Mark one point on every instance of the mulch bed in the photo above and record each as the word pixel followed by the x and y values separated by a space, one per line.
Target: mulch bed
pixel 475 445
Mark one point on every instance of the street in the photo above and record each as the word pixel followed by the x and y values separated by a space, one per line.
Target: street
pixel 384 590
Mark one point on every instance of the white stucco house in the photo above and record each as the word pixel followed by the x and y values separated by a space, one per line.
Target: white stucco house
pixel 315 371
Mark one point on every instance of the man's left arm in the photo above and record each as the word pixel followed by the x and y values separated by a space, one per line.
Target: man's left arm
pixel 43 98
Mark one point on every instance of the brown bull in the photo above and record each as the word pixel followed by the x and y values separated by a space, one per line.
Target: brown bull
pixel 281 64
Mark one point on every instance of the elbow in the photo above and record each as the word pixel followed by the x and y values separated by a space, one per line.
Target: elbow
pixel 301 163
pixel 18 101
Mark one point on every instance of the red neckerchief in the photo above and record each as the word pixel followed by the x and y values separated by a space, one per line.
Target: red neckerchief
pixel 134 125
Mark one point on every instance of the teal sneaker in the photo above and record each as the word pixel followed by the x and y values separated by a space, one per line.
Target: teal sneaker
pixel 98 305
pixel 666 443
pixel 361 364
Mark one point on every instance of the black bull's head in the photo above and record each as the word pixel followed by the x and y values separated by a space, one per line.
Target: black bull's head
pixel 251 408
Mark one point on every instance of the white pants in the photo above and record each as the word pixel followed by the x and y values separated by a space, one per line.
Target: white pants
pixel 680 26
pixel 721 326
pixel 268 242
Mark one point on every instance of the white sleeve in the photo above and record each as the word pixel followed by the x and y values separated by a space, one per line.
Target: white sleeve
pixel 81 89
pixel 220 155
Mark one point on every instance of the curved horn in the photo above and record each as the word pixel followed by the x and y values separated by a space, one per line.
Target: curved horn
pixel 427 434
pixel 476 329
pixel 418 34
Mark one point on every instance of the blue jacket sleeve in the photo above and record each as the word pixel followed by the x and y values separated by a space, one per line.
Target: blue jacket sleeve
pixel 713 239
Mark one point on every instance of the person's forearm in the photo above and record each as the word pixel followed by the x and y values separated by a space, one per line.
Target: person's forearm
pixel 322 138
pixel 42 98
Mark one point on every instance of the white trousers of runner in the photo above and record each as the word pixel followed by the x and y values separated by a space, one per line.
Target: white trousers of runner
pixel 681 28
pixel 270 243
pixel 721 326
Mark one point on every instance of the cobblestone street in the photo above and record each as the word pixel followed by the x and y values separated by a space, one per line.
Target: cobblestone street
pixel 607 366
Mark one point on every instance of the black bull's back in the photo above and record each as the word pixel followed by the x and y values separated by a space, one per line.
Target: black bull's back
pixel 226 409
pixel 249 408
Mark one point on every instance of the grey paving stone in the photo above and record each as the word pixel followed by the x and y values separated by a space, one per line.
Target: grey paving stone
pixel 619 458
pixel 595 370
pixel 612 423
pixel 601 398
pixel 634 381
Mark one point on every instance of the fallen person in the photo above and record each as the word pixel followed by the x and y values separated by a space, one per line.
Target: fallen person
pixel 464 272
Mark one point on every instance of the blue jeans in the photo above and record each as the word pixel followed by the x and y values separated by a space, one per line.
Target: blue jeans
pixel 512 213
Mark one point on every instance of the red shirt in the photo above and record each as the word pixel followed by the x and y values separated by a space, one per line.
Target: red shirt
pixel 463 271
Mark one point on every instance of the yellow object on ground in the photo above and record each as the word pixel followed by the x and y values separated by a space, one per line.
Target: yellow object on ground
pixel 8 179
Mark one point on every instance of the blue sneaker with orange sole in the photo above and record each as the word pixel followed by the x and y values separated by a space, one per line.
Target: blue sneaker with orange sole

§ SHORT EXERCISE
Take the material starting with the line that contains "Mark one point on every instance of the grey" and going on through the line that contains "pixel 634 381", with both of those lines included, and rewrite only those lines as a numbered list with any blank lines omitted.

§ ANSWER TO THIS TASK
1. Mark one point on every instance of the grey paving stone in the photo above and record each as the word pixel followed by the x and y values separated by a space, one per line.
2. Target: grey paving stone
3. pixel 619 458
4. pixel 595 370
5. pixel 612 423
6. pixel 601 398
7. pixel 634 381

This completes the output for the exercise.